* **Records provided**:
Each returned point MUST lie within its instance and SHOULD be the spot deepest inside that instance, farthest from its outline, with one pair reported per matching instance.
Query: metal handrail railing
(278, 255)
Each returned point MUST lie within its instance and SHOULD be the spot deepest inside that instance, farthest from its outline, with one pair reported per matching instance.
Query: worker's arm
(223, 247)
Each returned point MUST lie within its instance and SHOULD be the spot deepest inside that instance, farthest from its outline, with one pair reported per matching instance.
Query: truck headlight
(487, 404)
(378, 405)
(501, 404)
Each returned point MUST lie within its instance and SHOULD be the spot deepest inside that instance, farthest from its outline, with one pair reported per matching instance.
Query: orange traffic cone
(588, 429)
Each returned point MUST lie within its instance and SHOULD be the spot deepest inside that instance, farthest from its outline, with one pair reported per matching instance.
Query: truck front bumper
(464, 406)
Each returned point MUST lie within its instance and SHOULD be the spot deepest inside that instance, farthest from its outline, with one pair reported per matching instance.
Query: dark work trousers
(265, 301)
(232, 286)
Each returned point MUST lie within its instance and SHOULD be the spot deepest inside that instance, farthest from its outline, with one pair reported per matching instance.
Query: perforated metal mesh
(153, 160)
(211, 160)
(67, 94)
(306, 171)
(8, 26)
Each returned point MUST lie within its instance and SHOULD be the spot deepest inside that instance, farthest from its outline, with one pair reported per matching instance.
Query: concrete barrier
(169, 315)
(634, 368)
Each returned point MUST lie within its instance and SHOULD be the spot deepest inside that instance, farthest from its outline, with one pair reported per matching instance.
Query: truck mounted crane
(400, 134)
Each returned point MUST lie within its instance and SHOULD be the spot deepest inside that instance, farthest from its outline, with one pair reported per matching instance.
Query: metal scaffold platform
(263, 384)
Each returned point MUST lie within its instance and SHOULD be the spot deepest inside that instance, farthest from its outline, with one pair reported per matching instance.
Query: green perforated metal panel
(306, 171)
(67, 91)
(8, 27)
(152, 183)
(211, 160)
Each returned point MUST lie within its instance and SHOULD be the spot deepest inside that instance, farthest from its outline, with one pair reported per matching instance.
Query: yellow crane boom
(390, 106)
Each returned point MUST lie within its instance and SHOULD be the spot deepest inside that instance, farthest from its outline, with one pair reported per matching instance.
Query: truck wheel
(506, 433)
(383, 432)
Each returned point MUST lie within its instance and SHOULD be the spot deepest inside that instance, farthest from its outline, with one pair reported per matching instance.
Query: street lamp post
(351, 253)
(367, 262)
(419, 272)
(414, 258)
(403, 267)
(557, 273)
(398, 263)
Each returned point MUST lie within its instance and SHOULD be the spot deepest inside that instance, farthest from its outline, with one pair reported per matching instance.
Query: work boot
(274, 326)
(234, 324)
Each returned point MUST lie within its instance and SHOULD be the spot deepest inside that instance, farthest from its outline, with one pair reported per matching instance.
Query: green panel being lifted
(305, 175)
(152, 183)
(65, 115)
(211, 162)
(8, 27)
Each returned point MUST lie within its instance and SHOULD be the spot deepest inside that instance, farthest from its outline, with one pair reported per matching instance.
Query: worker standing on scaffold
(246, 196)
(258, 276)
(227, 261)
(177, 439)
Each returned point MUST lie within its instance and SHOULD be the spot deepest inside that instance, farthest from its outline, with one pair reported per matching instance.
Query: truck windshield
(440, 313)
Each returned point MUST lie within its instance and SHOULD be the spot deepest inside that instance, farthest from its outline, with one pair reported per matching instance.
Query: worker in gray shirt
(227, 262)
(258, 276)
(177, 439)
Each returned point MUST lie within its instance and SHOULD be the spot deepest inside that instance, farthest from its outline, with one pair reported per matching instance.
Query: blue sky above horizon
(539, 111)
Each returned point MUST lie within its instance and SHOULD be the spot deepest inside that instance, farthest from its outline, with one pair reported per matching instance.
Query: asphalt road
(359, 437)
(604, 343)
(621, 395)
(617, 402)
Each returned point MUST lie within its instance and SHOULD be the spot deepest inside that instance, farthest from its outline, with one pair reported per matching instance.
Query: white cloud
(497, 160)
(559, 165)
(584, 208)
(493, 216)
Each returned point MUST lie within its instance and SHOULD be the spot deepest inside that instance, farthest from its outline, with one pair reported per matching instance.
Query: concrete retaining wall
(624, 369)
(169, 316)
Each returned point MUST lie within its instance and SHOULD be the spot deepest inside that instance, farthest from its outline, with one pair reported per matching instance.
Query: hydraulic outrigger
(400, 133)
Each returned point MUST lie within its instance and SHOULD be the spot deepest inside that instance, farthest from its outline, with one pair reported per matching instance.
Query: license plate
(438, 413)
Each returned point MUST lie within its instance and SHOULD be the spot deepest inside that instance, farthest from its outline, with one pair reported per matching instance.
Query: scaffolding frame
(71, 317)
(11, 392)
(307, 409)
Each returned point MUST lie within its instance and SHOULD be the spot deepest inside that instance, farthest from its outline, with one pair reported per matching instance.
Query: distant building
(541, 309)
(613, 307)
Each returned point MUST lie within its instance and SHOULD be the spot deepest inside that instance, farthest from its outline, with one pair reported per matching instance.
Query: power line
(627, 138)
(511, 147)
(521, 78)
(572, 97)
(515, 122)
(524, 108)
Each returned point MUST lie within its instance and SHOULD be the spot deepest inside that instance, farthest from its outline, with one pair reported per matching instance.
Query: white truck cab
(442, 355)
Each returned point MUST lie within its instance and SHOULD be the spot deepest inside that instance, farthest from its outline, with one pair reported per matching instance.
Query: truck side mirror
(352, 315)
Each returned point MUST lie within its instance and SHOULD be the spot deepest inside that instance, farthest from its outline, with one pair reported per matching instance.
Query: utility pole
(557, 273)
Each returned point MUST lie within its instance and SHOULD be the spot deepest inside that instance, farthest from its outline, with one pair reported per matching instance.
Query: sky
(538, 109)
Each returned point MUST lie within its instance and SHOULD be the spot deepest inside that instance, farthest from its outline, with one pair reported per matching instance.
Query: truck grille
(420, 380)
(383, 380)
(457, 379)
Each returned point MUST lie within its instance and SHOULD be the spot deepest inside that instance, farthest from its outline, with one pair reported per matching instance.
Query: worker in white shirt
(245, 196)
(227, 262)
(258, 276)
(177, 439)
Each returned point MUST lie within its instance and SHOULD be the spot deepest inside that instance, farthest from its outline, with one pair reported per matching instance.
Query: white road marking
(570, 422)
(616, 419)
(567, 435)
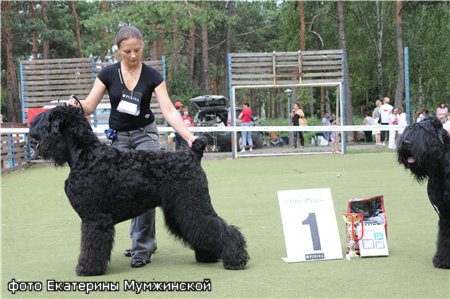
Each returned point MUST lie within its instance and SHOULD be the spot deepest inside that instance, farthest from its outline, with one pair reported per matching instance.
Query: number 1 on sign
(312, 222)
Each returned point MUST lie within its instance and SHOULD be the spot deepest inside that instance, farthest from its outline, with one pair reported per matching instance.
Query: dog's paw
(234, 266)
(85, 271)
(199, 144)
(441, 262)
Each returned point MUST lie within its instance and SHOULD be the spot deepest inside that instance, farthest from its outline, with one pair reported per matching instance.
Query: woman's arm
(91, 102)
(172, 116)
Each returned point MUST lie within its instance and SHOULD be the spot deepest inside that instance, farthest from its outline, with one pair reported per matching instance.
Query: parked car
(214, 111)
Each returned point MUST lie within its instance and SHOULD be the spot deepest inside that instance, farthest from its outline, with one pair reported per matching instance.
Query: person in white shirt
(385, 113)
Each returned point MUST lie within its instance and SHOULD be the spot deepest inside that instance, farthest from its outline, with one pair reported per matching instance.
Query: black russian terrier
(424, 149)
(107, 186)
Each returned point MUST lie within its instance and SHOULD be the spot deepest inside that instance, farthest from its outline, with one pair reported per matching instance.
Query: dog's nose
(406, 142)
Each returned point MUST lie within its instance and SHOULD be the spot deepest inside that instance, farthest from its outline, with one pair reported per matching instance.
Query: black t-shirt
(150, 78)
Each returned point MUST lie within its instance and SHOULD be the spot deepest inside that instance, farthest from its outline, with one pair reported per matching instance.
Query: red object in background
(32, 112)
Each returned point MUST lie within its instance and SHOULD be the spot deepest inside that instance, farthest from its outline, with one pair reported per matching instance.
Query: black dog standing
(424, 148)
(106, 186)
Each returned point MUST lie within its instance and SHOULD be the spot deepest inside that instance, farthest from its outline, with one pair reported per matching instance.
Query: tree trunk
(228, 46)
(191, 54)
(400, 89)
(76, 28)
(205, 59)
(322, 101)
(348, 109)
(35, 40)
(176, 47)
(379, 48)
(45, 41)
(12, 93)
(104, 33)
(301, 15)
(421, 47)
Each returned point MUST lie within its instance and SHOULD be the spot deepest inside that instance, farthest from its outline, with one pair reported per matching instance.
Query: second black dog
(107, 186)
(424, 148)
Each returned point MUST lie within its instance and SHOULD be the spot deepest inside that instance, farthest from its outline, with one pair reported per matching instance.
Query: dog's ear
(55, 127)
(56, 120)
(436, 122)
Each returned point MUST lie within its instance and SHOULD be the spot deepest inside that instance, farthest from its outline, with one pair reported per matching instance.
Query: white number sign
(309, 225)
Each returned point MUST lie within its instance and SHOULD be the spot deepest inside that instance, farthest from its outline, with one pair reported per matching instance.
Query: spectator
(326, 122)
(180, 143)
(441, 111)
(421, 114)
(385, 116)
(376, 116)
(186, 119)
(335, 136)
(368, 121)
(401, 121)
(296, 114)
(246, 121)
(446, 124)
(393, 121)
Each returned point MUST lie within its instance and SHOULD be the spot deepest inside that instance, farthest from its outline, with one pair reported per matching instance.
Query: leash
(79, 102)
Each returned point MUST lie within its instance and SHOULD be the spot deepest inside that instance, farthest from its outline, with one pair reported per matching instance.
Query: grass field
(40, 234)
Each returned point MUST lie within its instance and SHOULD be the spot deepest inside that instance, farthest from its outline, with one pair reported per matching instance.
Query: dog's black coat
(424, 149)
(106, 186)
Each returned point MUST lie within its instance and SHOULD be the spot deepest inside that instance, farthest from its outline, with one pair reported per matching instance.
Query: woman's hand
(191, 140)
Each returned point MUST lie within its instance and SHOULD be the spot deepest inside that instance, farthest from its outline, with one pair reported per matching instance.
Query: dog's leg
(219, 240)
(234, 253)
(97, 239)
(442, 257)
(204, 256)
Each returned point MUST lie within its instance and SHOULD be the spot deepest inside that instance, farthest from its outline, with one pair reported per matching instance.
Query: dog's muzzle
(406, 152)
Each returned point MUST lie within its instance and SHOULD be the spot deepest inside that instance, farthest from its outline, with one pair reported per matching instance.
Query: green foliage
(256, 26)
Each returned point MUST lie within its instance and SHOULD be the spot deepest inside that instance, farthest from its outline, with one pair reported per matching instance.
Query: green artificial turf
(40, 234)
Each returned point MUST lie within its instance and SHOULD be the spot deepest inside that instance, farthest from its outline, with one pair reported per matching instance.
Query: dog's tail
(199, 145)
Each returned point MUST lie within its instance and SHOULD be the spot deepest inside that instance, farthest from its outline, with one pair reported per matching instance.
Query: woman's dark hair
(126, 33)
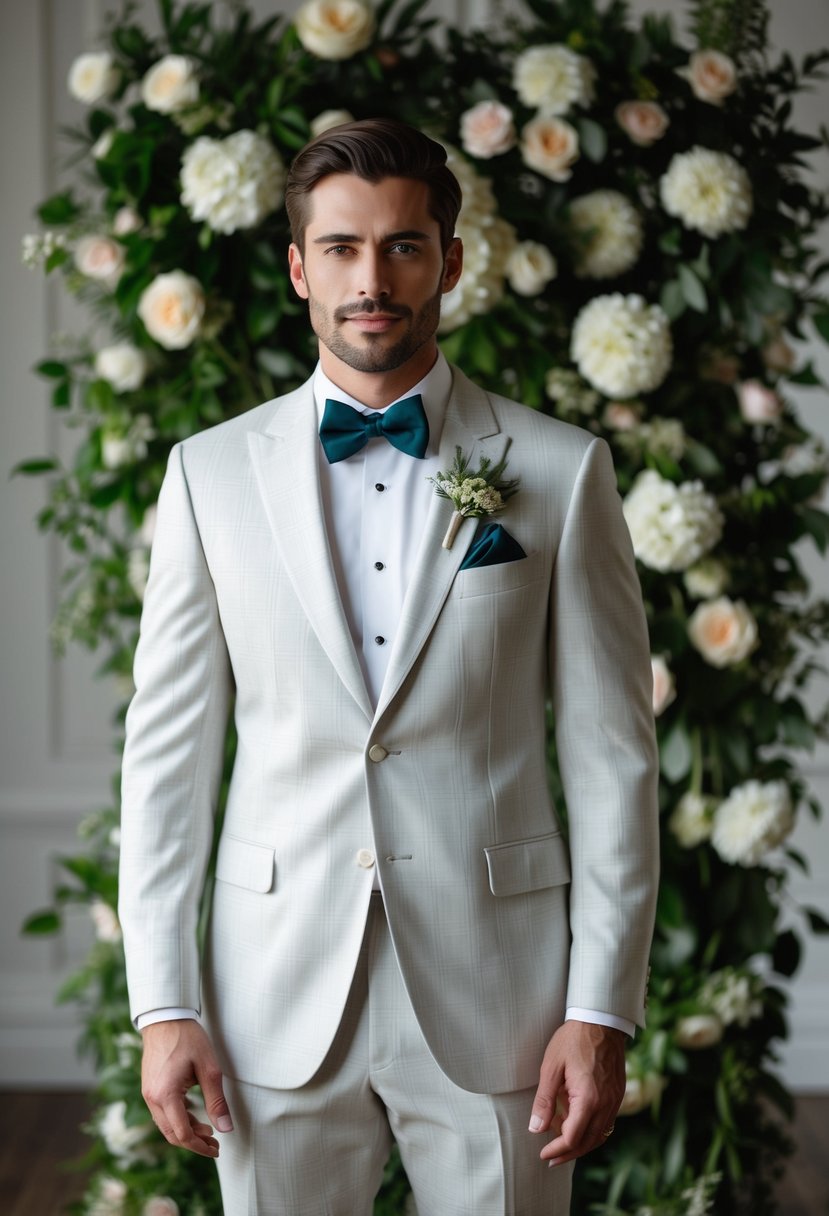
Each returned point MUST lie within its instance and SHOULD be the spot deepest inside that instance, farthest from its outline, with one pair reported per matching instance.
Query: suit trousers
(320, 1149)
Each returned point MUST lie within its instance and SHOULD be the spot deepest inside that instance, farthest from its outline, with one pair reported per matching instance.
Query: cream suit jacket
(496, 922)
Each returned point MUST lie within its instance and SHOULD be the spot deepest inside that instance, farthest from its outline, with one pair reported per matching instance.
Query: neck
(378, 389)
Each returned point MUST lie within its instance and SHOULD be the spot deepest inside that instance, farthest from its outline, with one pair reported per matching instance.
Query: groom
(401, 940)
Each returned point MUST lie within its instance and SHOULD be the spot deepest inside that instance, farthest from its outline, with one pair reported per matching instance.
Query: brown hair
(373, 148)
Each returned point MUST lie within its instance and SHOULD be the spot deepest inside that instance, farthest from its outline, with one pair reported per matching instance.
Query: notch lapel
(285, 459)
(472, 426)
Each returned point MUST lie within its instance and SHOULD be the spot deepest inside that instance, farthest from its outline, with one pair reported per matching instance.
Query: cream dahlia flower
(671, 525)
(608, 234)
(233, 183)
(755, 818)
(708, 191)
(621, 344)
(553, 78)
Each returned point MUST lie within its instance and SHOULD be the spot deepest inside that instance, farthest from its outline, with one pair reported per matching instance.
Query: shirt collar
(434, 389)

* **To do**:
Which lines of the records above contain the word "woman"? Copy each of them, and note that case counts.

* **Exercise output**:
Query: woman's arm
Query: woman's hand
Query: woman's dark hair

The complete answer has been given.